## Problema planteado A
Responde según el texto sobre el narcotráfico:
(i) ¿A cuántos hombres llega de nuevo el número de miembros de organizaciones ilegales según informes recientes?
(ii) ¿Entre qué valores por cada 100.000 habitantes pasó la tasa de secuestros?
(iii) ¿Qué cargo tiene quien afirmó que «estos criminales traicionaron esa voluntad»?
═════ Bloque de texto ═════
Luego de tres años de desgobierno hemos vuelto a un pasado signado por el narcotráfico que nunca nos abandonó, pero se confundió, desde el gobierno, con justificados reclamos o actitudes políticas. No podemos negociar dietas veganas con tigres o tiburones, advertimos entonces desde esta columna. Lamentablemente, el tiempo y el ministro de Defensa -el presidente no porque como jalisco nunca pierde y cuando pierde arrebata- nos están dando la razón; “Estos criminales traicionaron esa voluntad y se fortalecieron, tanto en capacidades como en número, producto del narcotráfico”, expresó el ministro reconociendo un fracaso que muchos advertimos.
No caben más discursos ni promesas. Las cifras son contundentes: el número de miembros de organizaciones ilegales se ha duplicado desde 2021 llegando nuevamente a 22.000 hombres según informes recientes; el delito de terrorismo -sin considerar cifras de agosto- se incrementó en un 75 % desde 2021 y la tasa de secuestros, prácticamente, se duplicó en el mismo periodo al pasar de 0,31 a 0,59 por cada 100.000 habitantes, de acuerdo con cifras del Ministerio de Defensa.
═════ Listado ═════
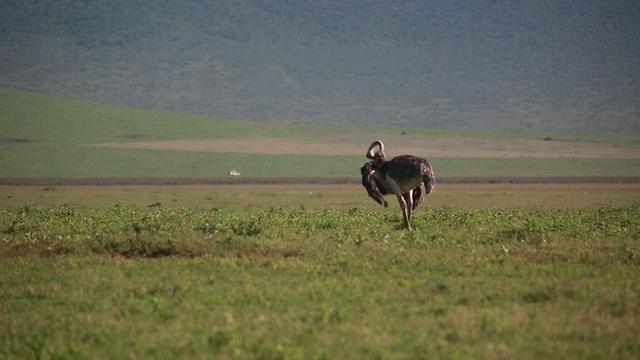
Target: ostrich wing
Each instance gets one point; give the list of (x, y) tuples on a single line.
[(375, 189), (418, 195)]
═════
═════ Listado ═════
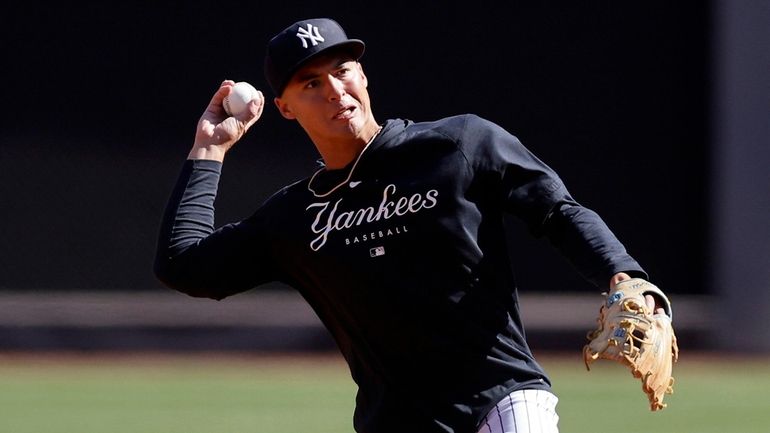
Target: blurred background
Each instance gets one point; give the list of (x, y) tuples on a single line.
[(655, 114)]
═════
## Problema planteado B
¿Puedes extraer de los registros cada línea que contenga la cadena "Target", distinguiendo entre mayúsculas y minúsculas?

## Respuesta A
(i) A 22.000 hombres.
(ii) De 0,31 a 0,59.
(iii) Ministro de Defensa.

## Respuesta B
Target: ostrich wing
Target: blurred background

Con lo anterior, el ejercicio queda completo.